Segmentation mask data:
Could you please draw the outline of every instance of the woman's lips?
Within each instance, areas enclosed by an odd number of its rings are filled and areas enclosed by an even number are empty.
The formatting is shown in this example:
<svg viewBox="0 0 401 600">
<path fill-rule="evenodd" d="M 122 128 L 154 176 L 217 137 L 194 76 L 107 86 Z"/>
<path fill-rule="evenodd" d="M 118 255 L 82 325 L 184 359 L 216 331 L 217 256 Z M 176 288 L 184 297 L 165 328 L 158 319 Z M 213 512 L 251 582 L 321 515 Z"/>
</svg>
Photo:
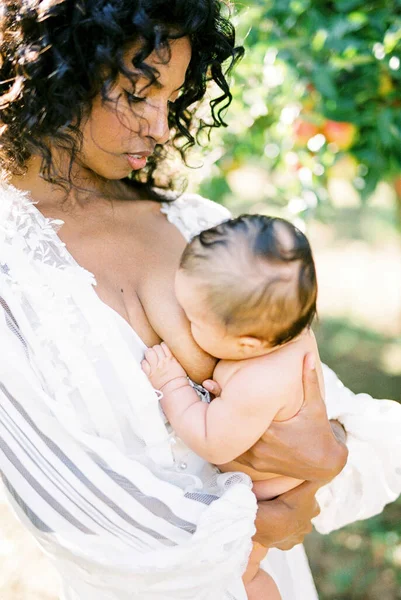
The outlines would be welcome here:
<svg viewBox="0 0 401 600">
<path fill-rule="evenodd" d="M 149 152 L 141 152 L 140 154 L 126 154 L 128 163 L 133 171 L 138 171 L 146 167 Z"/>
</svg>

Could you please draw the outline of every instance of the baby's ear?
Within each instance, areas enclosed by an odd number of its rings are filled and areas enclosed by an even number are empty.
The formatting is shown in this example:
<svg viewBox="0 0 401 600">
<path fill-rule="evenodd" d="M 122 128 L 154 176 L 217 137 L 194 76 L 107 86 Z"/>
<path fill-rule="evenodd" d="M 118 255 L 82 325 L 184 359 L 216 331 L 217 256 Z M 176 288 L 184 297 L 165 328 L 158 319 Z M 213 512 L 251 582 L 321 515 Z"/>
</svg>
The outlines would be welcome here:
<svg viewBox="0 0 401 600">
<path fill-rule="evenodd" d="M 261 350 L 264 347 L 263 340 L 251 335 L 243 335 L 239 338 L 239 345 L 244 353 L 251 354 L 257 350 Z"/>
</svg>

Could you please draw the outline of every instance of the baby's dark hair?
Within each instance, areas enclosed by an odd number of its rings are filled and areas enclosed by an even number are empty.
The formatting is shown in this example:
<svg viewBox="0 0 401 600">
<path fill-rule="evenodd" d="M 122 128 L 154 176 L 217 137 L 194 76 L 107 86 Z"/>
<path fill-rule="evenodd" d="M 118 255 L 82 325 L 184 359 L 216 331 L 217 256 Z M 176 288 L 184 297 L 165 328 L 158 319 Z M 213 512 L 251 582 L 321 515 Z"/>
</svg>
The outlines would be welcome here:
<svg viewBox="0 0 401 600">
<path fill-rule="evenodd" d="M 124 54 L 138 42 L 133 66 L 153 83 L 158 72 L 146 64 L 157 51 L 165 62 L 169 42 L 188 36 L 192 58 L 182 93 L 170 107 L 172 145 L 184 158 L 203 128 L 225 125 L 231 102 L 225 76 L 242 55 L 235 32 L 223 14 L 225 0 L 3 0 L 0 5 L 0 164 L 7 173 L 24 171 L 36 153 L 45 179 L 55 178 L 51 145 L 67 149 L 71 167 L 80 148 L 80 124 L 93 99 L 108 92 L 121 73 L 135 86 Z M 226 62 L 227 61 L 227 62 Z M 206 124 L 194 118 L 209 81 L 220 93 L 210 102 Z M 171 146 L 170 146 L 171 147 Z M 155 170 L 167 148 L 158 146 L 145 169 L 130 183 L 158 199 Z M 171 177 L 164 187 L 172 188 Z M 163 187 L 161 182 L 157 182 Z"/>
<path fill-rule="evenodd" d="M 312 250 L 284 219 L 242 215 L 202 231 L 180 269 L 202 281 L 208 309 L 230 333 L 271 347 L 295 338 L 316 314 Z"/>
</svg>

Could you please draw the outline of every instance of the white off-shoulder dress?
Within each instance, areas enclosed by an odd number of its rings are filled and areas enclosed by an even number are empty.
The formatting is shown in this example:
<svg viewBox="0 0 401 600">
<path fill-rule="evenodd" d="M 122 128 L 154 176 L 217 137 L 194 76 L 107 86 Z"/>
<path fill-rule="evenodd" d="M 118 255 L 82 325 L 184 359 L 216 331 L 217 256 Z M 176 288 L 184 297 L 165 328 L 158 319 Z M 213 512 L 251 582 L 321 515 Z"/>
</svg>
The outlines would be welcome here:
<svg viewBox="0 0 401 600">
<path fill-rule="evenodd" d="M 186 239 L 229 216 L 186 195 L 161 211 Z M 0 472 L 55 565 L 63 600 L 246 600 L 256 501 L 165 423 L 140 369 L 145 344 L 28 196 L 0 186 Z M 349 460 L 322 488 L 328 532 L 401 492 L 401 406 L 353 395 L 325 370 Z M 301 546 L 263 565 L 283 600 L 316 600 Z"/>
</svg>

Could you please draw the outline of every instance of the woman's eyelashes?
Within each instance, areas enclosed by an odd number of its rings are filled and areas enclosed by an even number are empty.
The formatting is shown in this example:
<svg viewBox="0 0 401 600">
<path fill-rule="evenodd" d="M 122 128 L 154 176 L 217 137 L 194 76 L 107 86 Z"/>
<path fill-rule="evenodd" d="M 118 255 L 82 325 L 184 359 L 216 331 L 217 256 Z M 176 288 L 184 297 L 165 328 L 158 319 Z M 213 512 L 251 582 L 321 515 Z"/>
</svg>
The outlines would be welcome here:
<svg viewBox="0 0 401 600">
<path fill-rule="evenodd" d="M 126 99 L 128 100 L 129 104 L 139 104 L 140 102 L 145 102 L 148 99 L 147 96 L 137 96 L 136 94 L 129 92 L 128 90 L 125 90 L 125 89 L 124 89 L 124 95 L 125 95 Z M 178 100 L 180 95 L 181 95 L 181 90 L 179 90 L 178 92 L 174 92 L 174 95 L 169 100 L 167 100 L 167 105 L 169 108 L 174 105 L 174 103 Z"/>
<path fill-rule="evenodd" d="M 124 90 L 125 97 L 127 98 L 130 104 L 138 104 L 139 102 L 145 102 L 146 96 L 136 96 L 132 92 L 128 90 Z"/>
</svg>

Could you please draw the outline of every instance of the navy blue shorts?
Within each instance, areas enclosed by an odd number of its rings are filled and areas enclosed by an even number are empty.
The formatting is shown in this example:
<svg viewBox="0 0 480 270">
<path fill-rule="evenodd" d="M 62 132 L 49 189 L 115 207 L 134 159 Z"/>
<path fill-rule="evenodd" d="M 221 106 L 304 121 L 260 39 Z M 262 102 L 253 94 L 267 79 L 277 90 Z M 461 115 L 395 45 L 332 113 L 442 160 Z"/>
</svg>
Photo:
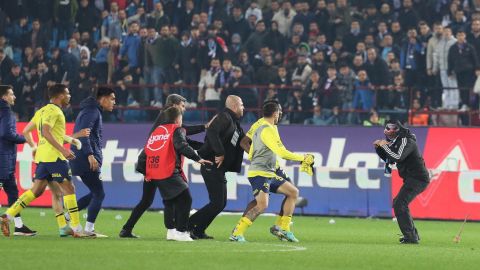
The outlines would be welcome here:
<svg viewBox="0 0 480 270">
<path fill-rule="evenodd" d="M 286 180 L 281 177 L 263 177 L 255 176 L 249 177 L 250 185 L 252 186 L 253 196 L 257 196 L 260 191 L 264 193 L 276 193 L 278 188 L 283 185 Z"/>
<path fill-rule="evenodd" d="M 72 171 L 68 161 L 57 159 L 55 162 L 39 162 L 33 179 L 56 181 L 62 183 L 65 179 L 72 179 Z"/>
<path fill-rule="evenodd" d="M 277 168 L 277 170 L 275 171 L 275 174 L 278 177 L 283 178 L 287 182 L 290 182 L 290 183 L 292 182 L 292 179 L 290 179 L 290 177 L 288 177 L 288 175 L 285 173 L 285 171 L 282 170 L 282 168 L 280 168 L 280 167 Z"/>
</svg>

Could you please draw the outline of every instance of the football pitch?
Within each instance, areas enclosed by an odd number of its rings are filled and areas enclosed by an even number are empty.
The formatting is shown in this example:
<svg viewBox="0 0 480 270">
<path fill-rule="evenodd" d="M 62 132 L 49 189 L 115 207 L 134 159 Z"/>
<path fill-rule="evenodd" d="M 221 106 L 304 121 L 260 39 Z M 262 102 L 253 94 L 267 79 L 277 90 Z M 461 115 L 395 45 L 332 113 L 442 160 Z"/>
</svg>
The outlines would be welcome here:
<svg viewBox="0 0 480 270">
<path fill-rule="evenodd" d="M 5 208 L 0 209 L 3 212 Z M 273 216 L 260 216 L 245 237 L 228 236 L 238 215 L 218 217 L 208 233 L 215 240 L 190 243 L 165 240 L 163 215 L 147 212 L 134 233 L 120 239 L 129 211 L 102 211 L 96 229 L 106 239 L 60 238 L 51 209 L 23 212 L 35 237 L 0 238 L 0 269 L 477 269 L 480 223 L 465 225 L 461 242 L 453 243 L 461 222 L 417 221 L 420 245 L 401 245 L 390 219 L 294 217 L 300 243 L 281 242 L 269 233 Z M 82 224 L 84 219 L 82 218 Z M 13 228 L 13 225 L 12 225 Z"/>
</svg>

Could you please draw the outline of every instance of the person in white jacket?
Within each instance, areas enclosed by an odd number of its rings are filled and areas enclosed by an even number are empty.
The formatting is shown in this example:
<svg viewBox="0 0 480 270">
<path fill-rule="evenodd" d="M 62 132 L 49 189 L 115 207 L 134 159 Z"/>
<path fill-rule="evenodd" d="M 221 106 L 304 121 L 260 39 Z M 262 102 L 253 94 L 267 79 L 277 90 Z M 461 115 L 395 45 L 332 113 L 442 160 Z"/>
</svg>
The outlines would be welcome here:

» **Exercise description**:
Your answer should be only a number: how many lines in the records hold the word "every".

» **Result**:
8